REQUIRED WORK.
The answer must consist of every line below that contains the word "ceiling".

Recorded data.

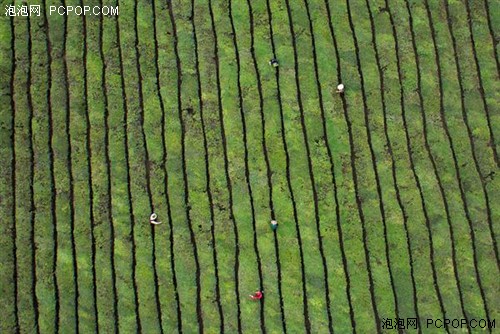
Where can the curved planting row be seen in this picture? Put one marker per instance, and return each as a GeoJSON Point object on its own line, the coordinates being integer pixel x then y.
{"type": "Point", "coordinates": [385, 208]}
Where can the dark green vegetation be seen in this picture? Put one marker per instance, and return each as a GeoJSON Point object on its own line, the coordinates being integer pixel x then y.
{"type": "Point", "coordinates": [386, 197]}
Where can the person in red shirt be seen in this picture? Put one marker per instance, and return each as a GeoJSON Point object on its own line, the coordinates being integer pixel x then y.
{"type": "Point", "coordinates": [257, 295]}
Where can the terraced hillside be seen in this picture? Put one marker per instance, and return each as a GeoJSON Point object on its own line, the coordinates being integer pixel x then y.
{"type": "Point", "coordinates": [387, 196]}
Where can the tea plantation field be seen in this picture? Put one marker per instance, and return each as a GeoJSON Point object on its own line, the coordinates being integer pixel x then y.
{"type": "Point", "coordinates": [387, 196]}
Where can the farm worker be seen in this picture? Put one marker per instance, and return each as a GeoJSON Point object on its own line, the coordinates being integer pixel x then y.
{"type": "Point", "coordinates": [274, 225]}
{"type": "Point", "coordinates": [340, 88]}
{"type": "Point", "coordinates": [152, 219]}
{"type": "Point", "coordinates": [257, 295]}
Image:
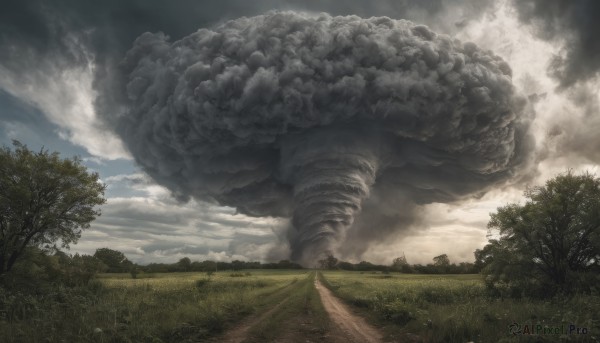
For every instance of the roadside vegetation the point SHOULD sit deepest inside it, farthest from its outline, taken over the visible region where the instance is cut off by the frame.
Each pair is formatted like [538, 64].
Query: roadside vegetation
[458, 308]
[176, 307]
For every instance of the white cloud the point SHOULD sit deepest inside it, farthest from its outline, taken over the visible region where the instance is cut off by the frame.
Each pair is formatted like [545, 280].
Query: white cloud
[65, 96]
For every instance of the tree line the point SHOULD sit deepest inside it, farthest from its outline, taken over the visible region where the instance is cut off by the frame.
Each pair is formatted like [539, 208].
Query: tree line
[440, 265]
[548, 245]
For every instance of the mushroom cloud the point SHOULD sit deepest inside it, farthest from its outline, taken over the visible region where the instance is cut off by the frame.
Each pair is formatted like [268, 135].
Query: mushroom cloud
[304, 116]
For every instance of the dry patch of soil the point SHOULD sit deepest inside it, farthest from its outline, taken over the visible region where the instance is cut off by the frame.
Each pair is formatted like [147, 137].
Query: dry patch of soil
[355, 328]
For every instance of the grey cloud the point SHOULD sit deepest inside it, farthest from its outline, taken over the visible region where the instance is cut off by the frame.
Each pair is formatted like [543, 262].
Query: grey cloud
[308, 116]
[574, 24]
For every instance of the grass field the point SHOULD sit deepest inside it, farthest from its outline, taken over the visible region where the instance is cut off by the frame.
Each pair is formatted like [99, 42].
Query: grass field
[175, 307]
[191, 307]
[456, 308]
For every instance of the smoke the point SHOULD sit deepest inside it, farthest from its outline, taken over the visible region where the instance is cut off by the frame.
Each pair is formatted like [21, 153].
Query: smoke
[574, 25]
[292, 115]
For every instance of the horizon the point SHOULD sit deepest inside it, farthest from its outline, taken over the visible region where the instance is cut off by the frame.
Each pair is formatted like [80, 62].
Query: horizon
[50, 97]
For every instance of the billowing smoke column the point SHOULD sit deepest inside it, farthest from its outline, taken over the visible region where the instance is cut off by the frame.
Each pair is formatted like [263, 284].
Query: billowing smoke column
[302, 116]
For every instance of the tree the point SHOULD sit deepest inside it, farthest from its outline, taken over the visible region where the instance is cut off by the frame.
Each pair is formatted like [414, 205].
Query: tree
[441, 263]
[185, 264]
[400, 264]
[329, 262]
[114, 260]
[549, 244]
[45, 201]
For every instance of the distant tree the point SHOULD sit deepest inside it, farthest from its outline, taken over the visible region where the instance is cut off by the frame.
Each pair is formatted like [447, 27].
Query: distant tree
[114, 260]
[185, 264]
[400, 264]
[45, 201]
[345, 265]
[483, 257]
[441, 261]
[551, 243]
[237, 265]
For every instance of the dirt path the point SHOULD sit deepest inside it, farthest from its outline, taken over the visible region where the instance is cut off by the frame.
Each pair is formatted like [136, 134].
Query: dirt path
[240, 332]
[355, 327]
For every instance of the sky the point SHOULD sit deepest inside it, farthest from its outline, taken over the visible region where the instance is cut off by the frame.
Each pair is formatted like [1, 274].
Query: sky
[67, 72]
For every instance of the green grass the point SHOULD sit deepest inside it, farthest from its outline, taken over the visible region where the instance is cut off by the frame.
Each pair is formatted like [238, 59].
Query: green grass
[302, 304]
[456, 308]
[174, 307]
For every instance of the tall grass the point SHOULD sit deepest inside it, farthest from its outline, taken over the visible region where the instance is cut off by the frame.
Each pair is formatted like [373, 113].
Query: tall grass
[116, 308]
[457, 308]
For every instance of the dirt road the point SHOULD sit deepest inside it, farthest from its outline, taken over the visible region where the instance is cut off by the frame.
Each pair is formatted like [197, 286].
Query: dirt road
[354, 327]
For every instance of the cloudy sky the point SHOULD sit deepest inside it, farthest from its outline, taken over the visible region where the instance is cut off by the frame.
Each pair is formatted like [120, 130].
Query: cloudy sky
[59, 60]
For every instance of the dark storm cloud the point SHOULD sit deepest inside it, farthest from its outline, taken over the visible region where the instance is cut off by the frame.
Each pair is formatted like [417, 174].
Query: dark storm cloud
[64, 33]
[307, 116]
[575, 25]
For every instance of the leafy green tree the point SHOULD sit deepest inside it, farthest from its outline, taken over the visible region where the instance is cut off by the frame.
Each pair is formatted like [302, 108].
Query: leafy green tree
[45, 201]
[184, 264]
[114, 260]
[400, 264]
[329, 262]
[549, 244]
[441, 263]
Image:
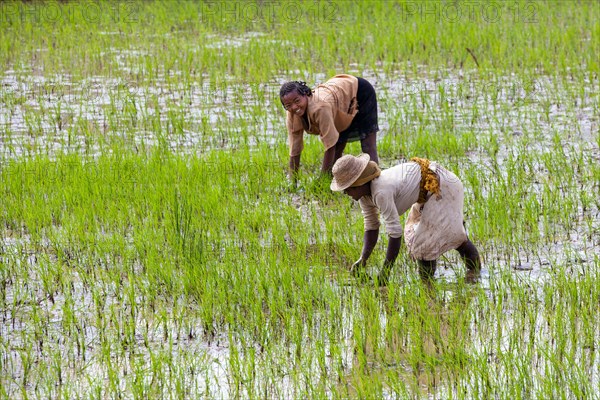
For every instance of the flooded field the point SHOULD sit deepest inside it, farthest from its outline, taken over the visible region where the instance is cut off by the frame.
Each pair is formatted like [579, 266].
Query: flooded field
[152, 245]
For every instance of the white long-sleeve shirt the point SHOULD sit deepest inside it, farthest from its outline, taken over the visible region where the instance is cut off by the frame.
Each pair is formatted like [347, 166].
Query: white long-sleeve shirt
[392, 194]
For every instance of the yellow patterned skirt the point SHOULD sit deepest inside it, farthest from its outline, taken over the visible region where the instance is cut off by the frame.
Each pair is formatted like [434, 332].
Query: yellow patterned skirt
[436, 226]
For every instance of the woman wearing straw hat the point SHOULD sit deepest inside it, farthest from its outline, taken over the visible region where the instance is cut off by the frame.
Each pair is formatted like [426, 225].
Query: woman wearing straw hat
[434, 196]
[343, 109]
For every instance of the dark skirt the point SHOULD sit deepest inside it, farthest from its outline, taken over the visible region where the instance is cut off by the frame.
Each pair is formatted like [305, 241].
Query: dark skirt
[365, 121]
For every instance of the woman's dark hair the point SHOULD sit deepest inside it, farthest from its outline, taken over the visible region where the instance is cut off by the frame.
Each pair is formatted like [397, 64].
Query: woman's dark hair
[289, 87]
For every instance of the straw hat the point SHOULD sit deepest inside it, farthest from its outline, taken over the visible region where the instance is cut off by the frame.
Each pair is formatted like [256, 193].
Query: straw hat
[347, 170]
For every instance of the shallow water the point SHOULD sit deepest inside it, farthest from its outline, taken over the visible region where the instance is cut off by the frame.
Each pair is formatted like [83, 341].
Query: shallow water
[50, 115]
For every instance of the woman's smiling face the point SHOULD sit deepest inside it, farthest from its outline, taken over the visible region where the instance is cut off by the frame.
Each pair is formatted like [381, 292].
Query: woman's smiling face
[295, 103]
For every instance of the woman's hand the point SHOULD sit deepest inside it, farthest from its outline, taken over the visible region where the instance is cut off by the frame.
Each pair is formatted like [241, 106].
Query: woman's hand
[358, 266]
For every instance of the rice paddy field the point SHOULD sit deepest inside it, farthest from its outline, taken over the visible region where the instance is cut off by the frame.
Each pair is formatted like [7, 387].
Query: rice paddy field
[152, 246]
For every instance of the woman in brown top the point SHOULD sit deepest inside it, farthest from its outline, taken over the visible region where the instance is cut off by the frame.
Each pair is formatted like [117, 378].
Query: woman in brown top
[343, 109]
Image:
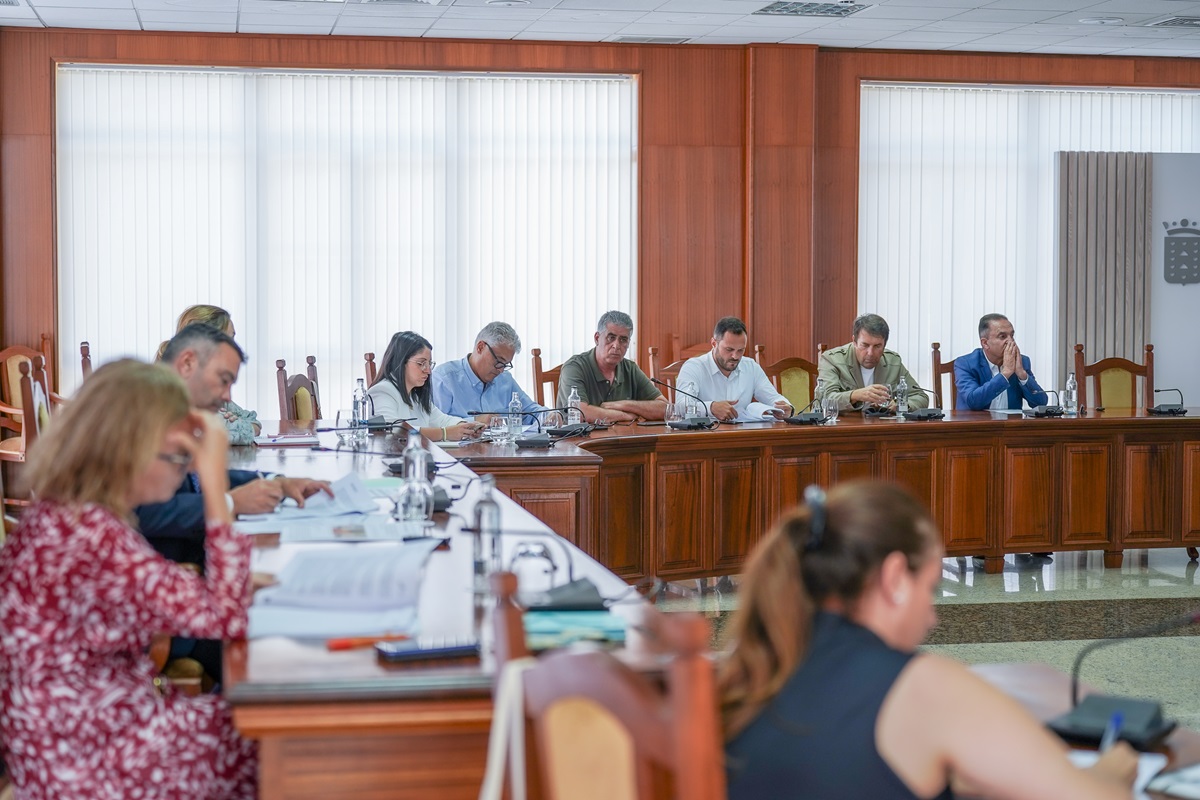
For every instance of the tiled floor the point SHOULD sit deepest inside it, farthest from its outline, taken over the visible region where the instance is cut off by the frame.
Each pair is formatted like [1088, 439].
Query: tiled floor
[1047, 611]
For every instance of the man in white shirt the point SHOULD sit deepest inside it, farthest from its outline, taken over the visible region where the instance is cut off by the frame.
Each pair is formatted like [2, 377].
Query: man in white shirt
[732, 386]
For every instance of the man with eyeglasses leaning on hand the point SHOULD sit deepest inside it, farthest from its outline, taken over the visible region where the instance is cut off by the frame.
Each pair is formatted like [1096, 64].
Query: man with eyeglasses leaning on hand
[481, 382]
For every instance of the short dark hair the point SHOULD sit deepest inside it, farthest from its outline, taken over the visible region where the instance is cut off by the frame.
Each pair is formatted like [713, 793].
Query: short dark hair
[201, 337]
[402, 347]
[873, 324]
[987, 320]
[729, 325]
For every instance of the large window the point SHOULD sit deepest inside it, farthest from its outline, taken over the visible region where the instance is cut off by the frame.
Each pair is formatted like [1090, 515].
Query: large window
[957, 203]
[329, 210]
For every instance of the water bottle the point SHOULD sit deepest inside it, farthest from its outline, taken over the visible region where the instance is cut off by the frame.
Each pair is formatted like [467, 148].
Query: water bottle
[415, 500]
[1071, 397]
[574, 415]
[691, 407]
[361, 403]
[487, 533]
[515, 416]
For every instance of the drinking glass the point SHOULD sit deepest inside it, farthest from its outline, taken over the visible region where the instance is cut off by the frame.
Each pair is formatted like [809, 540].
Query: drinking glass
[345, 425]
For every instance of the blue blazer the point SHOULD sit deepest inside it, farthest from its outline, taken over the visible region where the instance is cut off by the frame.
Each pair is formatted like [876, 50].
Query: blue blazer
[175, 528]
[977, 386]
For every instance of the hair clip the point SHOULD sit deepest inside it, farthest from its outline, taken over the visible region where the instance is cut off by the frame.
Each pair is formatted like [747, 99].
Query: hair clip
[814, 498]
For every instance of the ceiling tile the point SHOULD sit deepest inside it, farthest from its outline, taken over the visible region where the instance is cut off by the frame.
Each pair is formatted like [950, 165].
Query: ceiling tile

TASK ANSWER.
For every instance of the ceiling tile the point SHOULD sit deepest inside it, farthest from its outline, taken over the visible region where the instance is cut off by the frame.
Query: ceiling tile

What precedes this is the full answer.